# REQUIRED ACTIONS:
1. In the guide on returning to work after the COVID-19 lockdown, what are some food and drink locations open for?
2. Extend the guide on returning to work after the COVID-19 lockdown, beginning right after its final sentence.

# SOURCE EXTRACT:
=== Section Start ===

While sometimes the COVID-19 situation might feel like it’d becoming the new normal, eventually we will all return to work. Things may be slightly different—social distancing, more leeway for remote work—but inevitably, we’re all going to find ourselves back in the work environments we were in before this lockdown began.
Already, at time of writing, the rules are relaxing slightly. Some food and drink locations are open for drive-through orders, for instance, and this is the thin end of a wedge—as safety increases, more and more businesses will have the opportunity to open.
You need to be ready and prepared for this, whether you’re an employee or a boss responsible for their safety. Here’s a brief guide on things you should be thinking about in the coming weeks, in order to get ahead of the (flattened) curve:
Plan (and plan, and plan some more)
We cannot stress this enough.
Things are a little bit unpredictable right now. For better or worse, the government is setting out its plans slowly, with staggered openings for various businesses. People who cannot work from home are ‘encouraged’ to attend their workplace. And it’s entirely possible that your business could be given the tentative go-ahead to re-open in the next couple of weeks.
Make sure you’re ready for this possibility. If your workplace is an office, set up desks according to distancing measures (two metres apart). Sort out rotas and stagger start times so you don’t have an entire workforce arriving at 9am and getting into a lift or stairwell together.
Even if lockdown isn’t lifted any time soon, you should have your plans in order for when it is. Preparedness is key.
Keep people aware
Communicate constantly. Let people know that you’re aware of the situation, that you have plans in place, and that the safety is the highest thing on your mind.
When assembling these communications, voice them as equals. We’re all in this together, after all. Make sure all seniors are briefed, and on the same page with the same message and tone.
Likewise, employees should feed back about how they’re doing. Whether currently working remotely or furloughed, employees are still the backbone of every organisation—and some are more suited to this lockdown than others. Talk to your line manager about any issues and worries you have, and ask questions about the plans your company has in place.
Assemble a ‘return to work programme’
From the top down, arrange a staggered return to work. Things will have changed, and the new rules need to be explained. Starting with seniors, and moving down through managers to employees, set time aside to explain the following:
- Social distancing in your workplace
- Arrival arrangements—staggered start times, parking, etc
- Food storage—fridges are a source of crowding
- Health and hygiene requirements
- Reporting ill-health
- Lift protocols—it’s vitally important that people don’t all cram into the same lift. Encourage use of the stairs—it’s not only good practice during the pandemic, it’s great exercise too
Try to get as much of this information explained quickly and clearly before the return to the workplace begins. Preparation, again, is key.

=== Section End ===

Records from a collection
=== Section Start ===

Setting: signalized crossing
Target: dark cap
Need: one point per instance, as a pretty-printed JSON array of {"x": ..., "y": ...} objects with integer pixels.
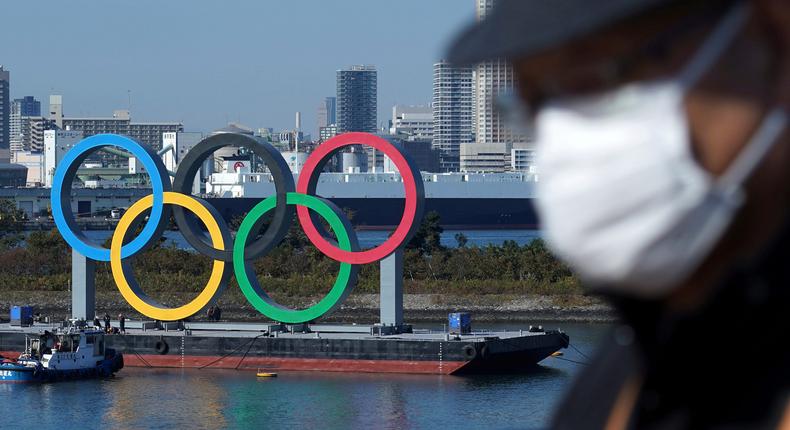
[{"x": 519, "y": 28}]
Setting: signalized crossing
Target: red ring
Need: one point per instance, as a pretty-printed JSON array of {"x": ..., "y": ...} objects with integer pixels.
[{"x": 409, "y": 211}]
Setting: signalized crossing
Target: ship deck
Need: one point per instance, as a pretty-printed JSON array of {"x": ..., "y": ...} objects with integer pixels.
[{"x": 251, "y": 330}]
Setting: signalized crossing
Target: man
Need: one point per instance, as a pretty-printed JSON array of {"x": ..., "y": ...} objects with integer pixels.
[{"x": 664, "y": 158}]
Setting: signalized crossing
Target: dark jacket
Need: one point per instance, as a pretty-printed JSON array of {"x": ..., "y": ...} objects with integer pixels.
[{"x": 725, "y": 365}]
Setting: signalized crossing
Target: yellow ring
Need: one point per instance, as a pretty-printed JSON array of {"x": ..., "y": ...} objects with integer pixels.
[{"x": 214, "y": 282}]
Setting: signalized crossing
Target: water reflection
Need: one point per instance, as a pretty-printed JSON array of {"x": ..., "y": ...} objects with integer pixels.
[{"x": 147, "y": 398}]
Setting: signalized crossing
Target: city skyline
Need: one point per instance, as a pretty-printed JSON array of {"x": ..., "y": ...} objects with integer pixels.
[{"x": 207, "y": 79}]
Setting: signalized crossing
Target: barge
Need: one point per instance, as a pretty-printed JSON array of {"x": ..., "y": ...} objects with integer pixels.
[{"x": 350, "y": 348}]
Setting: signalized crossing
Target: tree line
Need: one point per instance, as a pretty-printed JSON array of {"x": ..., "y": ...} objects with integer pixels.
[{"x": 42, "y": 261}]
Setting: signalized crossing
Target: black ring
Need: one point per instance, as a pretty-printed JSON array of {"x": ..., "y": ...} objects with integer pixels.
[{"x": 283, "y": 184}]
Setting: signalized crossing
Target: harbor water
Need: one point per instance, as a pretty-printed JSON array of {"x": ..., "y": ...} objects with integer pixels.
[{"x": 175, "y": 398}]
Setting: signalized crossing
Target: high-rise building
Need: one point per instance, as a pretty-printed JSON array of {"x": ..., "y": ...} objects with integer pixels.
[
  {"x": 5, "y": 115},
  {"x": 327, "y": 113},
  {"x": 453, "y": 100},
  {"x": 27, "y": 126},
  {"x": 413, "y": 122},
  {"x": 56, "y": 144},
  {"x": 56, "y": 110},
  {"x": 26, "y": 106},
  {"x": 149, "y": 133},
  {"x": 27, "y": 133},
  {"x": 328, "y": 132},
  {"x": 491, "y": 78},
  {"x": 485, "y": 157},
  {"x": 357, "y": 99}
]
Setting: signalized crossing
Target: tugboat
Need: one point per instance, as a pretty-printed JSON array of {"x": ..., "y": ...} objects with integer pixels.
[{"x": 72, "y": 353}]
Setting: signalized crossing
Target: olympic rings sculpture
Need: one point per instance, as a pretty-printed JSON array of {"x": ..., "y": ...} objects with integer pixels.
[{"x": 234, "y": 256}]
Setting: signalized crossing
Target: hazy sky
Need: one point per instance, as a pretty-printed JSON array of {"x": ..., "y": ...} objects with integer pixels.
[{"x": 205, "y": 63}]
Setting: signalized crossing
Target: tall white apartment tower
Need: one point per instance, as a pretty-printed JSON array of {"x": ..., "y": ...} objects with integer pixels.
[
  {"x": 490, "y": 79},
  {"x": 453, "y": 102}
]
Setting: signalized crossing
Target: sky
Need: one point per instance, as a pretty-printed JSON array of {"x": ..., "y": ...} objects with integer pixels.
[{"x": 206, "y": 63}]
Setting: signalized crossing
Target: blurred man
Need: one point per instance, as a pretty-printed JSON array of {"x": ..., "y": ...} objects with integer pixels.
[{"x": 664, "y": 159}]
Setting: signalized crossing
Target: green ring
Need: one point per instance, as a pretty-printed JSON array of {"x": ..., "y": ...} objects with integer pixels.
[{"x": 248, "y": 281}]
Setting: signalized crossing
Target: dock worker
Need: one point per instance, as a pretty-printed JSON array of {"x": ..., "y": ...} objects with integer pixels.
[{"x": 660, "y": 130}]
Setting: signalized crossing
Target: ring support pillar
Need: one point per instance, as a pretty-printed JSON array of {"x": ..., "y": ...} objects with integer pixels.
[
  {"x": 83, "y": 286},
  {"x": 391, "y": 290}
]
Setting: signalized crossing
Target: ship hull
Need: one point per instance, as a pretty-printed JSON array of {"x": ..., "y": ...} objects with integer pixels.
[
  {"x": 380, "y": 213},
  {"x": 399, "y": 354}
]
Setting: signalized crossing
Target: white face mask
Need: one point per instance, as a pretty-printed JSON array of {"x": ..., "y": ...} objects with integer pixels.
[{"x": 621, "y": 197}]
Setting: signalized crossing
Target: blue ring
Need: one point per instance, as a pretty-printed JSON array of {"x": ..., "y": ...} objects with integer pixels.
[{"x": 66, "y": 171}]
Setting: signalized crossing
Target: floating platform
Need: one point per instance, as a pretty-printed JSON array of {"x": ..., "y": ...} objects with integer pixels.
[{"x": 326, "y": 348}]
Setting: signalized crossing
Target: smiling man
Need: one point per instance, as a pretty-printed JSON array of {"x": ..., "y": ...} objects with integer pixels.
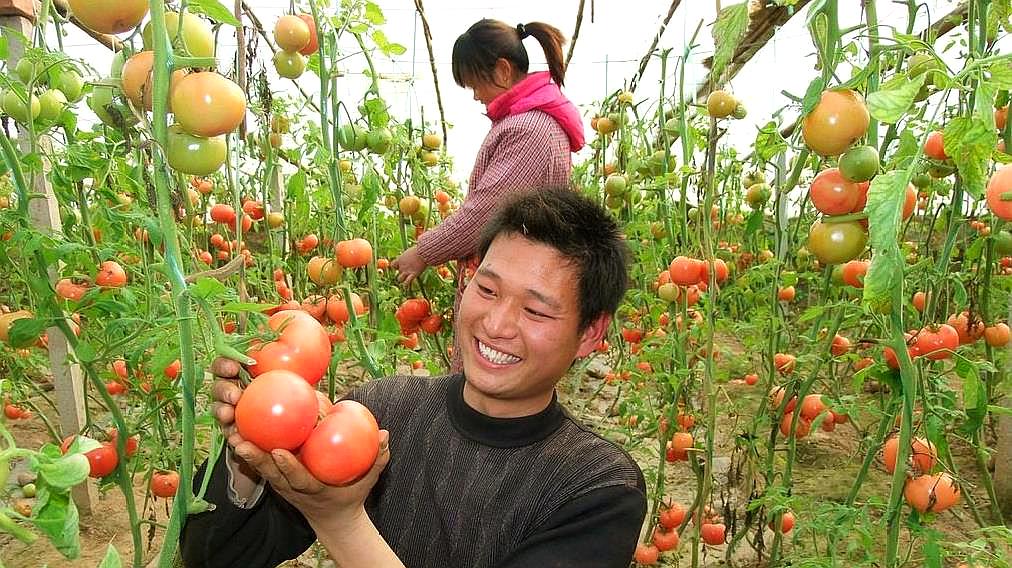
[{"x": 484, "y": 469}]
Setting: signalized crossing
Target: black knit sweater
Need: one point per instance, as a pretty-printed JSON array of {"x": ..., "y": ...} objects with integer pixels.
[{"x": 461, "y": 490}]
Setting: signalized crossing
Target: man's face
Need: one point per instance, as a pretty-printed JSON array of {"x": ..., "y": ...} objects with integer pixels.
[{"x": 518, "y": 327}]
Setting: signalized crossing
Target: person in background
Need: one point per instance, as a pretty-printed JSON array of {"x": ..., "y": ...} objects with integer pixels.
[
  {"x": 534, "y": 130},
  {"x": 484, "y": 469}
]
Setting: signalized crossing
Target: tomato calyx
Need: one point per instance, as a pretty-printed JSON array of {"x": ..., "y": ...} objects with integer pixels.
[{"x": 845, "y": 218}]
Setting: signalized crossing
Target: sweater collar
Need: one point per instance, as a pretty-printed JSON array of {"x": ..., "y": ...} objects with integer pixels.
[{"x": 500, "y": 432}]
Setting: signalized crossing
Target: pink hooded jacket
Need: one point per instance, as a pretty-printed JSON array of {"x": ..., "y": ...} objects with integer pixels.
[{"x": 537, "y": 92}]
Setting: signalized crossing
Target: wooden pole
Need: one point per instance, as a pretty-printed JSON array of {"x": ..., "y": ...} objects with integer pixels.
[{"x": 67, "y": 378}]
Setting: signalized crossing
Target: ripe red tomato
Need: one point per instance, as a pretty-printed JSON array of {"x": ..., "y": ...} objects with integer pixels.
[
  {"x": 1000, "y": 183},
  {"x": 646, "y": 554},
  {"x": 931, "y": 493},
  {"x": 786, "y": 522},
  {"x": 685, "y": 270},
  {"x": 172, "y": 371},
  {"x": 277, "y": 410},
  {"x": 812, "y": 406},
  {"x": 303, "y": 347},
  {"x": 353, "y": 253},
  {"x": 67, "y": 290},
  {"x": 933, "y": 147},
  {"x": 831, "y": 193},
  {"x": 110, "y": 274},
  {"x": 132, "y": 441},
  {"x": 712, "y": 533},
  {"x": 839, "y": 119},
  {"x": 432, "y": 324},
  {"x": 344, "y": 445},
  {"x": 671, "y": 516},
  {"x": 678, "y": 447},
  {"x": 223, "y": 213},
  {"x": 937, "y": 343},
  {"x": 102, "y": 460},
  {"x": 164, "y": 484}
]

=== Section End ===

# OUTPUTS IN ORDER:
1. Drive-through orders.

2.
It’s important to make sure the work environment itself is just as prepared as you are. Follow this checklist—some of it may seem minor, but it’ll be vital to a smooth return:
- Make sure the safety of your workers is considered
- Test your fire alarms/HVAC systems thoroughly
- Update cleaning procedures in line with current advice
- Agree policies with your building’s landlord, if necessary
- Control all your entry points—consider deliveries, shipping and despatch areas as well as reception and car park entrances
- Provide PPE where appropriate and available
- Implement visitor policies—a maximum of, say, two external visitors at a time, with time between visitors allowing for sanitation and cleaning of visited areas
You’re probably suffering a little from social distance fatigue—after all, the rules have been in place for months, and they can seem quite draconian. But they’re vital to reducing the number of infections, and thus you need to implement a solid, workable distancing plan before you re-open:
- Fewer people in the office mean more space. If your desks are tightly packed together, reduce the number of people in at any given time
- Add markers to the floors delineating two metres of space
- Implement a one-way system for foot traffic
- Install shields where appropriate—anywhere where workers come into contact with lots of different people
- Lock off smaller meeting rooms
- Use video conferencing where possible to minimise contact
- Reinforce the importance of hand-washing, use touchless access where available, and provide sanitiser/disinfectant for all staff
It’s going to be a bit of an uncertain time, once you’re open for business again. Monitor the effectiveness of the plans you have in place, and review them daily. If you’re an employee, provide feedback on how you think it’s all going—your input is vital, and if you feel uncomfortable with anything, speak up.
Review everything you’ve learned from the time spent in lockdown, too. How has remote work suited people, if applicable? Maybe productivity went up, maybe people struggled with the isolation. Everyone is different, after all. But you can use what you’ve learned to push ahead, and build the kind of organisation people truly feel comfortable working with.
Signpost the help available
Of course, you’re not expected to shoulder the burden of all these plans yourself. Make sure people are aware of your EAP, and the help it brings—likewise, if you’re having difficulty re-adjusting the life back in the office, use this service to speak to a friendly advisor.